- **Task instructions**: Take the entries below and write them out exactly, with each picture removed.

- **Data records**:
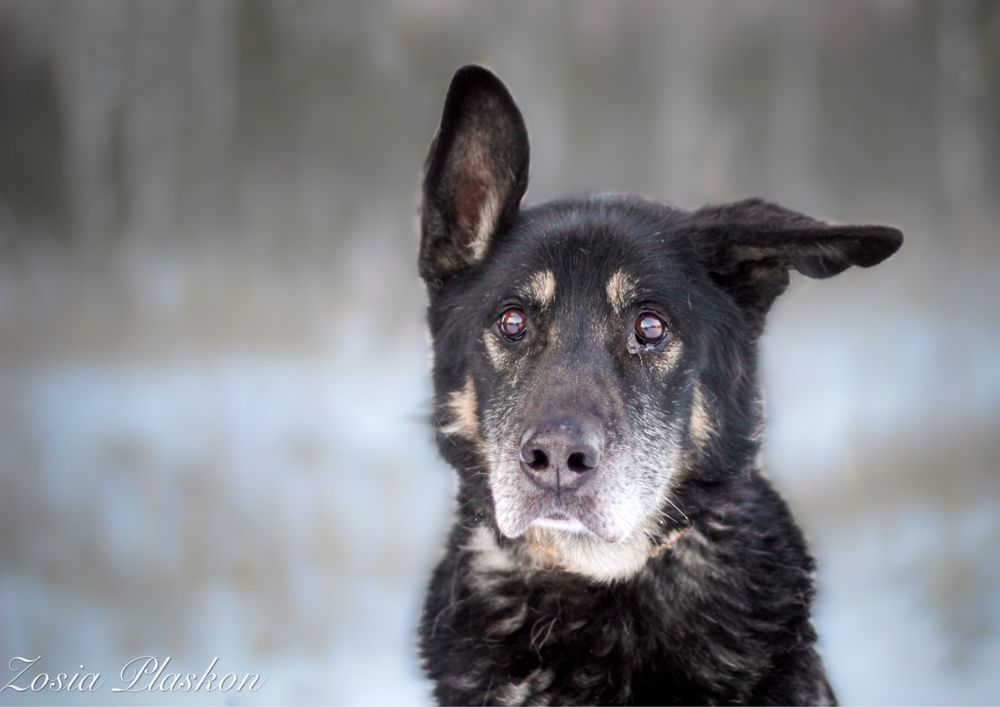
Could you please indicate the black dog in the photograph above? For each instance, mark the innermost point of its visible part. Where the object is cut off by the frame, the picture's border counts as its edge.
(596, 391)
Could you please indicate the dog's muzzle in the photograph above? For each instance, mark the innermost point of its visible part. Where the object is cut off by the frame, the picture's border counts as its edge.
(562, 454)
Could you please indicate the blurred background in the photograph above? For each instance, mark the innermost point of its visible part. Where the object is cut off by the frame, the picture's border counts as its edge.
(213, 366)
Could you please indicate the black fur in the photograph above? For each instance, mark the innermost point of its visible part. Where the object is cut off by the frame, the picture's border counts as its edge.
(719, 609)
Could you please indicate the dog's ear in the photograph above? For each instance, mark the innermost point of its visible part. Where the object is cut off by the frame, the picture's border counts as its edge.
(749, 246)
(475, 176)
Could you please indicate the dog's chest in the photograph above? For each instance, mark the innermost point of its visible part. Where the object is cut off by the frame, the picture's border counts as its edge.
(551, 639)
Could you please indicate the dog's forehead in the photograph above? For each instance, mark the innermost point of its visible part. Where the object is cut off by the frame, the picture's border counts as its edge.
(589, 265)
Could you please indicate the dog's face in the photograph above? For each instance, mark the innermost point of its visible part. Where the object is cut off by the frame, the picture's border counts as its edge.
(579, 345)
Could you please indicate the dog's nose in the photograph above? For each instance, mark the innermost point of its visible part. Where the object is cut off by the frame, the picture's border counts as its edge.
(564, 453)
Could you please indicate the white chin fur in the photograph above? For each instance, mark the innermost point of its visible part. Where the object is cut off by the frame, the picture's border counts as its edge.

- **Output of the exercise**:
Could you please indicate the black dog in the photograph above? For each instance, mark the innermost point of its visible part. Where the object is cut off by the frame, the picture's border counts as its edge.
(596, 391)
Could you please indicate the dog's muzzle in the photograph above? For each instance, mark the innermost point of its visible part. Where the object is cut off by the frame, the picture's border counts as its edge.
(562, 454)
Could you please indicate the blurred background in the photograph above? For each instance, mark the innermost point of its visible part. Where the object is cut off by the frame, the picture's border counts as its edge.
(213, 366)
Could you please indicate the black fur in the photograph above? For each instance, mark the innermost point of its visible part. Where the object is cut off by the frame, the picture's border counts as its edge.
(719, 609)
Could you please indicate the dog's ear in the photograph above? For each instance, mark the innermost point of its visible part. Where the object is cut off by the frame, the picture's border counts as its edge.
(749, 246)
(475, 176)
Could you please indicate the dog's chest in the photograph above? For each instance, mark the innermost point of its visible part. Where the object is cut off by the frame, the picture's border counts as its edge.
(551, 639)
Could you please indicate the dog's forehead in the photograph above? For each instance, mark the innermost point of its visible part. Where the object is cut off by the frame, the picture's border counts as its edge.
(589, 265)
Could you please indicate the dog's face in the photograph above? For each instance, mark the innermost point of its visible part. Where the object is cut off by the frame, the picture's border counts as its edge.
(579, 345)
Could you please indicate the dog's nose in the photograph above? For each instance, mark the innermost point of its visible part. Where the object is cut off by the frame, the picture's border counts as its edge.
(564, 453)
Could you please indicate the white chin fur in the photograph above? For each instance, mark the innermost point of its visible part. Where the object is cut off by the frame, the picture's border counts as its edge.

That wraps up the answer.